Instructions for the task
Make an exact copy of all the records.

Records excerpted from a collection
--------------------------------------------------

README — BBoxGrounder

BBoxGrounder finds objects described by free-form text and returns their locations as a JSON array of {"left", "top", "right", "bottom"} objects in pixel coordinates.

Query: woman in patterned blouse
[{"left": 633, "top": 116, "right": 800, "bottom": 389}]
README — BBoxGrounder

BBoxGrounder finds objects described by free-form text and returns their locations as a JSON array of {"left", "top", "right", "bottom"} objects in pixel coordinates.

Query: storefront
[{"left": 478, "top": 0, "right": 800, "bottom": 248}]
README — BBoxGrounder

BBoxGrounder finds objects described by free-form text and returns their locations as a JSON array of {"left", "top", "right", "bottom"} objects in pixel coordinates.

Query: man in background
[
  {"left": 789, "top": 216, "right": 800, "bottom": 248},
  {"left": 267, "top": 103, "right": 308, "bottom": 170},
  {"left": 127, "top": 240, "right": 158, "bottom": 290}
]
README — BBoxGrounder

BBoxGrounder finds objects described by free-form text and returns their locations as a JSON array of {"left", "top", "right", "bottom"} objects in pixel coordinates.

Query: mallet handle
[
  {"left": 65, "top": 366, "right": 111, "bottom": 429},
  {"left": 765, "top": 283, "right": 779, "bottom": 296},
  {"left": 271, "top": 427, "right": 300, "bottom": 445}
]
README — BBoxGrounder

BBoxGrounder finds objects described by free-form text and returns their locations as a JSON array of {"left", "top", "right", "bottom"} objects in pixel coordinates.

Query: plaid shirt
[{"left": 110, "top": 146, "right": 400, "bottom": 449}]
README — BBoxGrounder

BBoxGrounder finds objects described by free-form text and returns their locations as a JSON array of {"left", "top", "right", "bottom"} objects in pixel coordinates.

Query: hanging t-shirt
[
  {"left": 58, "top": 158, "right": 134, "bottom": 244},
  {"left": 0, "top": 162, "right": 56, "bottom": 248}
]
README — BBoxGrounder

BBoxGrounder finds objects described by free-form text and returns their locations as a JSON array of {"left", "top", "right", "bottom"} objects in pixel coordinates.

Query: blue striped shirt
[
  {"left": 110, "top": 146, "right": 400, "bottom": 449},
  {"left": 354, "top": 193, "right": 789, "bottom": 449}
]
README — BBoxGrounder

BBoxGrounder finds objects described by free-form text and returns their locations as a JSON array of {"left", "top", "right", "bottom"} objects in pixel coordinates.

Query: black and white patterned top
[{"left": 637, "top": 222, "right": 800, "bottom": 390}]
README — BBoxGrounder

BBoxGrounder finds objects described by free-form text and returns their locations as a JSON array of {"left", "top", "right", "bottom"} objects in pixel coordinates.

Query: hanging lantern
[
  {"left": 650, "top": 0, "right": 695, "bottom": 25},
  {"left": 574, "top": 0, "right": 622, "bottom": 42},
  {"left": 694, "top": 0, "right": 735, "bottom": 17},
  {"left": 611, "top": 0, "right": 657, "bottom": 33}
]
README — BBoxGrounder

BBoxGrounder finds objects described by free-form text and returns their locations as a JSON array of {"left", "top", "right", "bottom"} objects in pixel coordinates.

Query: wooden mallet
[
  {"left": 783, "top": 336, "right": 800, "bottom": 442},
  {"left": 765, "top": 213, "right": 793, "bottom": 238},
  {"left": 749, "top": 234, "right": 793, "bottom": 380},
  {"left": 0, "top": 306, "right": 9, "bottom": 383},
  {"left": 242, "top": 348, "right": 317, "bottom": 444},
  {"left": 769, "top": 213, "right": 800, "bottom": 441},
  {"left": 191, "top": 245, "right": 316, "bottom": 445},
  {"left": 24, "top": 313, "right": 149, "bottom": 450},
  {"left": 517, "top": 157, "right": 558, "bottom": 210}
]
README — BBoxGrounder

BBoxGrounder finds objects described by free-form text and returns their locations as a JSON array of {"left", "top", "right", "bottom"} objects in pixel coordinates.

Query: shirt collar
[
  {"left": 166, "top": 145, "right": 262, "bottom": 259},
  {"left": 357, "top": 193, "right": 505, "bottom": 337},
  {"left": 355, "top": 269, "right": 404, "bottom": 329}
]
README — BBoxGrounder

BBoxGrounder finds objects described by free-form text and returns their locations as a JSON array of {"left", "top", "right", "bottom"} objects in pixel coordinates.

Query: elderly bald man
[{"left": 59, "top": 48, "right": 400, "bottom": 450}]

--------------------------------------------------

Answer for the task
README — BBoxGrounder

BBoxGrounder finds objects described by free-form text and returns their locations as a JSON array of {"left", "top", "right", "bottom"} objects in pixel coordinates.

Query: woman in patterned blouse
[{"left": 633, "top": 116, "right": 800, "bottom": 389}]
README — BBoxGrounder

BBoxGrounder finds objects described by free-form text and returns their locations as a JSON array of {"left", "top", "right", "bottom"} objects in pixel coordinates.

Query: storefront
[{"left": 478, "top": 0, "right": 800, "bottom": 248}]
README — BBoxGrounder

BBoxGrounder finds objects described by free-form text and returns their locations as a JSON array of {"left", "top", "right", "bottom"} objects in pixel coordinates.

Query: man in background
[
  {"left": 789, "top": 216, "right": 800, "bottom": 248},
  {"left": 267, "top": 103, "right": 308, "bottom": 170},
  {"left": 127, "top": 240, "right": 158, "bottom": 290}
]
README — BBoxGrounder

BBoxGrounder finds objects described by free-form text and returns their locations as a JSON array of {"left", "top", "right", "bottom"} objects in pixel coordinates.

Query: mallet handle
[
  {"left": 65, "top": 366, "right": 111, "bottom": 429},
  {"left": 765, "top": 283, "right": 779, "bottom": 296},
  {"left": 271, "top": 427, "right": 300, "bottom": 445}
]
README — BBoxGrounder

BBoxGrounder finds objects described by free-form text and returns their locations as a JSON array of {"left", "top", "right", "bottom"} objects in pixel coordinates.

Query: plaid shirt
[{"left": 110, "top": 146, "right": 400, "bottom": 449}]
README — BBoxGrounder

BBoxGrounder finds objects described by free-form text and returns their locations as a JSON array of {"left", "top", "right", "bottom"} objects in pixel coordinates.

Query: hanging t-shirt
[
  {"left": 58, "top": 158, "right": 134, "bottom": 244},
  {"left": 0, "top": 162, "right": 56, "bottom": 248}
]
README — BBoxGrounder

BBoxGrounder finds objects described by free-form text and returns their locations as a JSON array of {"left", "top", "right", "bottom"} objects in pixel coordinates.

Query: blue striped shirt
[
  {"left": 110, "top": 146, "right": 400, "bottom": 449},
  {"left": 354, "top": 193, "right": 789, "bottom": 449}
]
README — BBoxGrounder

BBoxGrounder finds objects described by free-form text and returns their locations as a JSON array of {"left", "top", "right", "bottom"} objects in pixel coordinates.

Query: black and white patterned top
[{"left": 637, "top": 222, "right": 800, "bottom": 390}]
README — BBoxGrounder

BBoxGrounder finds objects described by free-form text and returns their locations as a JSON array of {"left", "top", "right", "bottom"} objects in pixel coordinates.

Query: hanging lantern
[
  {"left": 650, "top": 0, "right": 695, "bottom": 25},
  {"left": 574, "top": 0, "right": 622, "bottom": 42},
  {"left": 694, "top": 0, "right": 735, "bottom": 17},
  {"left": 611, "top": 0, "right": 657, "bottom": 33}
]
README — BBoxGrounder

BBoxGrounder finds objects described by free-form text and returns their locations as a JSON array of {"left", "top", "right", "bottom"} objects in pixel coordinates.

Query: wooden mallet
[
  {"left": 783, "top": 336, "right": 800, "bottom": 442},
  {"left": 765, "top": 213, "right": 793, "bottom": 238},
  {"left": 749, "top": 234, "right": 793, "bottom": 380},
  {"left": 0, "top": 306, "right": 9, "bottom": 383},
  {"left": 242, "top": 348, "right": 317, "bottom": 444},
  {"left": 769, "top": 213, "right": 800, "bottom": 441},
  {"left": 191, "top": 245, "right": 316, "bottom": 445},
  {"left": 24, "top": 313, "right": 149, "bottom": 450},
  {"left": 517, "top": 157, "right": 558, "bottom": 210}
]
README — BBoxGrounder

BBoxGrounder finds objects described by free-form text and returns their locations as a JSON array of {"left", "top", "right", "bottom"} objects in pixel coordinates.

Query: shirt collar
[
  {"left": 166, "top": 145, "right": 262, "bottom": 259},
  {"left": 357, "top": 193, "right": 505, "bottom": 337},
  {"left": 355, "top": 269, "right": 404, "bottom": 329}
]
README — BBoxGrounder

BBoxGrounder finds objects described by free-form text and returns their locations as a JSON array of {"left", "top", "right", "bottom"} objects in pixel coordinates.

Query: elderly bald man
[{"left": 59, "top": 48, "right": 400, "bottom": 450}]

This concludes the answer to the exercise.